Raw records
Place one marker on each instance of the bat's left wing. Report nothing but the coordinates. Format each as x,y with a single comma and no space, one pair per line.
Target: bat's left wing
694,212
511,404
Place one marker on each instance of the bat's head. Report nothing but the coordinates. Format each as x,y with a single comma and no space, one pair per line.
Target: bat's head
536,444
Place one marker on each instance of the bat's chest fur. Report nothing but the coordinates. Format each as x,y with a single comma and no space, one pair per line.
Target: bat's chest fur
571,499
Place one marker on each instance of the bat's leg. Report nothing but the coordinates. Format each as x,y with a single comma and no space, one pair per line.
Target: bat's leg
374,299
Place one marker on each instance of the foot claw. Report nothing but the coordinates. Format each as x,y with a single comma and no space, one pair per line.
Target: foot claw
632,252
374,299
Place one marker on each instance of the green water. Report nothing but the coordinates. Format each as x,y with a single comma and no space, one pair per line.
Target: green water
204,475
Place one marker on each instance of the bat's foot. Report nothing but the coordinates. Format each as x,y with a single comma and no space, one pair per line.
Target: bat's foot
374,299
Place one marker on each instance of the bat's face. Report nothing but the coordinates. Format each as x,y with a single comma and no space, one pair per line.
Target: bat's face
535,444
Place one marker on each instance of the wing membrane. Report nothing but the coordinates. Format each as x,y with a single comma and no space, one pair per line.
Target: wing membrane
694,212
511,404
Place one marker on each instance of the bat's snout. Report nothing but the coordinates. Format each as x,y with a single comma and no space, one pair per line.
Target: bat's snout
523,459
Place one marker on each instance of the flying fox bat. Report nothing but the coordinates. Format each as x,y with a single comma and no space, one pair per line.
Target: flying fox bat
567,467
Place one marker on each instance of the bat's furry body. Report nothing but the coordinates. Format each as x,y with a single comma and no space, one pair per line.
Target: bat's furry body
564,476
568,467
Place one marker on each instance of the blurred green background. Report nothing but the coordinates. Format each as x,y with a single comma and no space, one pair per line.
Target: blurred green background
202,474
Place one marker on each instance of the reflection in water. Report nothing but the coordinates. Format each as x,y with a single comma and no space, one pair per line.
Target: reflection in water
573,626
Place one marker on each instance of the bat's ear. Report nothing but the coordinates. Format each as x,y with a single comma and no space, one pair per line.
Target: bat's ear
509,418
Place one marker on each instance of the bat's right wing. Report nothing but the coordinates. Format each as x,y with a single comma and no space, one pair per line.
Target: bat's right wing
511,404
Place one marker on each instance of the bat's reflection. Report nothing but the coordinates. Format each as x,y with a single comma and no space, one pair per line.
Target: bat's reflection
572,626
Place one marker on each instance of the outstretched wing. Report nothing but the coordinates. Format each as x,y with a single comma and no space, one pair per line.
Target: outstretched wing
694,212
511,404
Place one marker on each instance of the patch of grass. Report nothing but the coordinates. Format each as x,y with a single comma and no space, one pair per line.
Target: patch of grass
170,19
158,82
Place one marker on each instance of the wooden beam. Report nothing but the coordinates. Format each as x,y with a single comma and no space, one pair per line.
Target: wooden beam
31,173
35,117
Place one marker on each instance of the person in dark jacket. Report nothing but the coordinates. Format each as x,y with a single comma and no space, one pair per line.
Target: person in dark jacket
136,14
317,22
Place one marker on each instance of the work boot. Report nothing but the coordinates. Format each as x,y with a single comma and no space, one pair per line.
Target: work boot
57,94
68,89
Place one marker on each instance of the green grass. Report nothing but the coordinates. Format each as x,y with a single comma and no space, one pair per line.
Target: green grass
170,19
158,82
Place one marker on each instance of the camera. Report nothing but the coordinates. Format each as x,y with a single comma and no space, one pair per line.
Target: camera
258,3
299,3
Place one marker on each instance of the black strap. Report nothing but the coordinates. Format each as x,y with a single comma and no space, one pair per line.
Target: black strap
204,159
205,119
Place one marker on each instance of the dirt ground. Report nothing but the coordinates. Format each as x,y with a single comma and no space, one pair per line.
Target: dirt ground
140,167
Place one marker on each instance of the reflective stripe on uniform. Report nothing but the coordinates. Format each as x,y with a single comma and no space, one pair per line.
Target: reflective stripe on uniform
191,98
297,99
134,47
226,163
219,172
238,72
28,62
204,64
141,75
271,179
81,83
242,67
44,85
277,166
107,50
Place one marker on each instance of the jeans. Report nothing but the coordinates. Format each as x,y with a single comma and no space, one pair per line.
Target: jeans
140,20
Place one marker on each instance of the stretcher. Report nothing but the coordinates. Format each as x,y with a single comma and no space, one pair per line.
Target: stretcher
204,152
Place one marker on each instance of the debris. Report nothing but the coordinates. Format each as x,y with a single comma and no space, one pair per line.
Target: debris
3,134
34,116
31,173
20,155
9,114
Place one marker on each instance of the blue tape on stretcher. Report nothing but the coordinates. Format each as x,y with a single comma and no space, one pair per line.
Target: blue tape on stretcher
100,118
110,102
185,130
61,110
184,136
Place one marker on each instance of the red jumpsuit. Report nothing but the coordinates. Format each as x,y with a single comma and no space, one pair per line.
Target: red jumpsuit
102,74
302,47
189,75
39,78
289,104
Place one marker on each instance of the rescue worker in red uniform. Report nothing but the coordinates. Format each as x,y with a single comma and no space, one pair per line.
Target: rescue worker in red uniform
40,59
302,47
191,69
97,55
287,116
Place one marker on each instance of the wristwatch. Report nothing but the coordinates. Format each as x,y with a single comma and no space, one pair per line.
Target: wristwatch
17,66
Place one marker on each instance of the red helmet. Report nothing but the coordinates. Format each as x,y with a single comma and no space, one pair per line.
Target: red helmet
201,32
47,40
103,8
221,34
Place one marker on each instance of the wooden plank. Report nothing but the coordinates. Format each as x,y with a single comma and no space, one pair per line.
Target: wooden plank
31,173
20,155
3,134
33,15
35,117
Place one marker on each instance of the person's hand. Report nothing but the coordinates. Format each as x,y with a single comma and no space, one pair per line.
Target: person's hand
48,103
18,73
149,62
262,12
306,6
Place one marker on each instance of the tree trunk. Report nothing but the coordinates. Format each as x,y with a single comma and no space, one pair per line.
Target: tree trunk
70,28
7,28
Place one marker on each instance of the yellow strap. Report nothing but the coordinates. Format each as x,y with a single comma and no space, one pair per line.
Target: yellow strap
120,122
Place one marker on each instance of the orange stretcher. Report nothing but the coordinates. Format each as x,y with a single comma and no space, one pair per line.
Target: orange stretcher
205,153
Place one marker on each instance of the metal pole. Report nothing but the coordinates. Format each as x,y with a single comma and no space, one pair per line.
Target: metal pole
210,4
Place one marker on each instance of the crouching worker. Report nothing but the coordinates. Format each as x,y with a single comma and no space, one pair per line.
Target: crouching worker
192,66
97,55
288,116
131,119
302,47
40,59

...

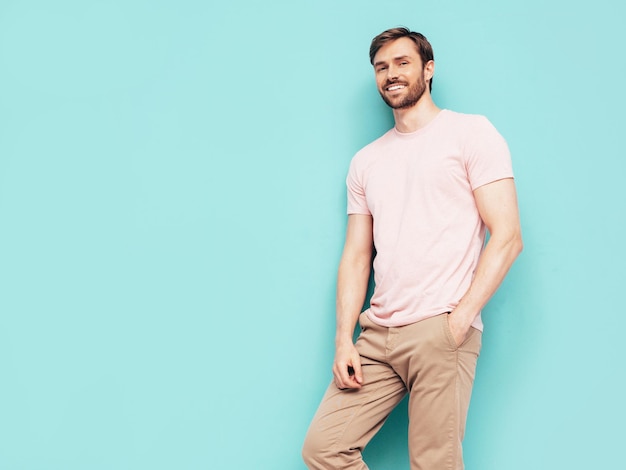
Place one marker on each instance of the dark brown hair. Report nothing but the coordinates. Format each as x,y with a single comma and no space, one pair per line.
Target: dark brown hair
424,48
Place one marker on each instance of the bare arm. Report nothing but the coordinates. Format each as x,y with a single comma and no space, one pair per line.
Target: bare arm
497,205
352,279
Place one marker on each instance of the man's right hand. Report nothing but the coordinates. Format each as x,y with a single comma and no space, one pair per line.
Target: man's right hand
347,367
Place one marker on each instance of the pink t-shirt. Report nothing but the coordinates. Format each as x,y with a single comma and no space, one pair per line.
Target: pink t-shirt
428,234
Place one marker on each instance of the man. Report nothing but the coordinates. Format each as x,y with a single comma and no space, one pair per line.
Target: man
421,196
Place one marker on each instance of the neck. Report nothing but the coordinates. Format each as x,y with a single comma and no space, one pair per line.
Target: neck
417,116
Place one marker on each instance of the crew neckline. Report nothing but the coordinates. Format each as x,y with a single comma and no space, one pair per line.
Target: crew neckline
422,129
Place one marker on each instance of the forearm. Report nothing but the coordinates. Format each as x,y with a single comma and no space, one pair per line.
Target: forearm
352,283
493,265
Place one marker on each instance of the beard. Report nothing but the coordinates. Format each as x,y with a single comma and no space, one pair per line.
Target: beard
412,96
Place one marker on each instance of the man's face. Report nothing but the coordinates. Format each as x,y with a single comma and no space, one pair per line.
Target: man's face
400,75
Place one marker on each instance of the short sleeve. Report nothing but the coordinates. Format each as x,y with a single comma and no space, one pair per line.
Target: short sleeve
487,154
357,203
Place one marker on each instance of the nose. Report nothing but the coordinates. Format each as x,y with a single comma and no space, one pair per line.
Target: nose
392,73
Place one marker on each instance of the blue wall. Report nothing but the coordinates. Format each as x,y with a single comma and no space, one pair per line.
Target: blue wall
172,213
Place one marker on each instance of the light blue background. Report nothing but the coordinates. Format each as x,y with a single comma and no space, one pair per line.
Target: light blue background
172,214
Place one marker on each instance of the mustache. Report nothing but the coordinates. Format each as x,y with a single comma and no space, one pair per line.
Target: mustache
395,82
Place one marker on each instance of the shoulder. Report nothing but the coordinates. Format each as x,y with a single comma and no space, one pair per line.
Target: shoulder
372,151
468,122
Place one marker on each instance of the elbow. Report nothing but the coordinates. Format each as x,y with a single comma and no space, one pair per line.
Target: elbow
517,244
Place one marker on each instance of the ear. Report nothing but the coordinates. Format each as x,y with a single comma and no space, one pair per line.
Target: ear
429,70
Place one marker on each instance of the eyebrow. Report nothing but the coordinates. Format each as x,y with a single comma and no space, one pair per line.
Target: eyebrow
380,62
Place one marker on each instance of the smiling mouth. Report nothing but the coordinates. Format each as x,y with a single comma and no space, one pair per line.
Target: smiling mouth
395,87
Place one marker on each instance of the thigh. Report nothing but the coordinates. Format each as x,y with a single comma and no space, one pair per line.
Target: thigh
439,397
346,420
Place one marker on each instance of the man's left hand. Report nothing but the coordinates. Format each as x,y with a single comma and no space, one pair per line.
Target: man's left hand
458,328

■ TASK PROMPT:
Count the lines in the rows above that contain the string "snout", treating case as significant. Give only the number.

■ RESULT FOR THIS EXERCISE:
2